WHAT YOU WILL DO =>
#1 Reproduce the email reply about shell reference variables in full, with every character unchanged.
#2 Arrange the records from the line containing "of the flower" through the end of the records as a Markdown table with columns Row and Line, leaving out blank lines.

On 8/28/25 4:07 AM, Martin D Kealey wrote:

    On 8/23/25 11:40 PM, Martin D Kealey wrote:
     > In other languages, binding and assignment are clearly different
     > operations, where this would clearly NOT be "no different".

    Oh?

    int x = 0;


If we're talking about C, that's initialisation, not binding. C doesn't have binding in the sense that "declare -n" means.

OK. In terms of the shell nomenclature, reference variables.


     > In respect of -l, -u and -r, that's fair comment, so let's set those
    aside
     > and focus on binding with -i, where the old behaviour was to fail
    silently.

    Why would you ignore -i […]

    Or are you only considering the -in case,

    If you are, then make your reasoning explicit.

Point annotation dataset records =>
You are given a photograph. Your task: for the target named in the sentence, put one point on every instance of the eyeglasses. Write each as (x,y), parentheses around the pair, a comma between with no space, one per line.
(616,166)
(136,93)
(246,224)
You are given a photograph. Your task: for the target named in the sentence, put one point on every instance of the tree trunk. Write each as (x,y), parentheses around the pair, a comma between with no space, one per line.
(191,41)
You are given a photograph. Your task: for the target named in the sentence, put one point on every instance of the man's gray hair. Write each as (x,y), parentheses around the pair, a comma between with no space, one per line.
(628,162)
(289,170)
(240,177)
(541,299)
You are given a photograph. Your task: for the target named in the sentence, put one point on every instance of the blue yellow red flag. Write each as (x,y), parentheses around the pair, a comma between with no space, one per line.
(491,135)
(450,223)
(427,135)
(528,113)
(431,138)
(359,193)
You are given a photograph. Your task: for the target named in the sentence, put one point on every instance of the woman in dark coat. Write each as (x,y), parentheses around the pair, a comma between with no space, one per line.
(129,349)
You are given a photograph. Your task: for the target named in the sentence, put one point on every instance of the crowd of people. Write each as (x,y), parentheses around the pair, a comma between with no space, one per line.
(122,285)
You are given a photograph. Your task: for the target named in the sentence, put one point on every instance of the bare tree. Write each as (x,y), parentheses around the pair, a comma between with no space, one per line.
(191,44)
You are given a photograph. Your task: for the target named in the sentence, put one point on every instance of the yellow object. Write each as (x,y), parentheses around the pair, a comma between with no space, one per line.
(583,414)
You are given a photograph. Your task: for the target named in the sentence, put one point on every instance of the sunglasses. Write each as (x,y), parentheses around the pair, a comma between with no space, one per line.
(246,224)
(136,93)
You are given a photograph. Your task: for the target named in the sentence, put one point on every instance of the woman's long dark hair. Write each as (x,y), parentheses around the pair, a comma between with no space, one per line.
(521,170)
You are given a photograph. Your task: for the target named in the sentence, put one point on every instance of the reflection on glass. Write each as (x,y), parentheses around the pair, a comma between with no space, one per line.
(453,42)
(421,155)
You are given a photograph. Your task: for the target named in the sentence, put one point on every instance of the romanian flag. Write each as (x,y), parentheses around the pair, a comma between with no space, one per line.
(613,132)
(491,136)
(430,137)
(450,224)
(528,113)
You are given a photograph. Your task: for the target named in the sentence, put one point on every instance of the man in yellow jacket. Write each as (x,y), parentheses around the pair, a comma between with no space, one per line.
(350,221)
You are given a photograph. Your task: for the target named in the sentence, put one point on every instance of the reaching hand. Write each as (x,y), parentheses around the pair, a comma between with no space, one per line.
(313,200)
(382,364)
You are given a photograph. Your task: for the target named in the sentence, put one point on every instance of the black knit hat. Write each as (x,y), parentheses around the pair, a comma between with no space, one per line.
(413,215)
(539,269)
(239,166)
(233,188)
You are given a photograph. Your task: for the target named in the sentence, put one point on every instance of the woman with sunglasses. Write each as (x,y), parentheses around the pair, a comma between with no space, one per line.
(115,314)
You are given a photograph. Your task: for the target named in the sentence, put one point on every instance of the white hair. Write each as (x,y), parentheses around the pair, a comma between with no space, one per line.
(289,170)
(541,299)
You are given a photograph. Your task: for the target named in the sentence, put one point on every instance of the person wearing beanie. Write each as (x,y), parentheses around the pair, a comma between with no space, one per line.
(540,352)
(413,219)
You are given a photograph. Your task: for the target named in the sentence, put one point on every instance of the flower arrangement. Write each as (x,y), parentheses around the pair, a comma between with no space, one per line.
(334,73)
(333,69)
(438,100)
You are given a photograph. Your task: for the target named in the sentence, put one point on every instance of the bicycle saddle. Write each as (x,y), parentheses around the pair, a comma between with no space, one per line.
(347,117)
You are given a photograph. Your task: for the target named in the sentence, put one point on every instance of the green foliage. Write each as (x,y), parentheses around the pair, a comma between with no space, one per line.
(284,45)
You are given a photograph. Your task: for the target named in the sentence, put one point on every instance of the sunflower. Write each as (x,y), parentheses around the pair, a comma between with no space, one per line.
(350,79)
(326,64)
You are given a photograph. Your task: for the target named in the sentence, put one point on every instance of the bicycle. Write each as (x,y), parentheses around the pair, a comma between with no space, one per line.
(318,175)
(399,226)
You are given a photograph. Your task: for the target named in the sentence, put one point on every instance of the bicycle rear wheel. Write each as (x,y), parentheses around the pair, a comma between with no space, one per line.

RESULTS FOR THE EXERCISE =>
#1
On 8/28/25 4:07 AM, Martin D Kealey wrote:

    On 8/23/25 11:40 PM, Martin D Kealey wrote:
     > In other languages, binding and assignment are clearly different
     > operations, where this would clearly NOT be "no different".

    Oh?

    int x = 0;


If we're talking about C, that's initialisation, not binding. C doesn't have binding in the sense that "declare -n" means.

OK. In terms of the shell nomenclature, reference variables.


     > In respect of -l, -u and -r, that's fair comment, so let's set those
    aside
     > and focus on binding with -i, where the old behaviour was to fail
    silently.

    Why would you ignore -i […]

    Or are you only considering the -in case,

    If you are, then make your reasoning explicit.

#2
| Row | Line |
|---|---|
| 1 | You are given a photograph. Your task: for the target named in the sentence, put one point on every instance of the flower arrangement. Write each as (x,y), parentheses around the pair, a comma between with no space, one per line. |
| 2 | (334,73) |
| 3 | (333,69) |
| 4 | (438,100) |
| 5 | You are given a photograph. Your task: for the target named in the sentence, put one point on every instance of the bicycle saddle. Write each as (x,y), parentheses around the pair, a comma between with no space, one per line. |
| 6 | (347,117) |
| 7 | You are given a photograph. Your task: for the target named in the sentence, put one point on every instance of the green foliage. Write each as (x,y), parentheses around the pair, a comma between with no space, one per line. |
| 8 | (284,45) |
| 9 | You are given a photograph. Your task: for the target named in the sentence, put one point on every instance of the sunflower. Write each as (x,y), parentheses around the pair, a comma between with no space, one per line. |
| 10 | (350,79) |
| 11 | (326,64) |
| 12 | You are given a photograph. Your task: for the target named in the sentence, put one point on every instance of the bicycle. Write each as (x,y), parentheses around the pair, a comma between with no space, one per line. |
| 13 | (318,175) |
| 14 | (399,226) |
| 15 | You are given a photograph. Your task: for the target named in the sentence, put one point on every instance of the bicycle rear wheel. Write each as (x,y), parentheses around the pair, a comma between with no space, one per line. |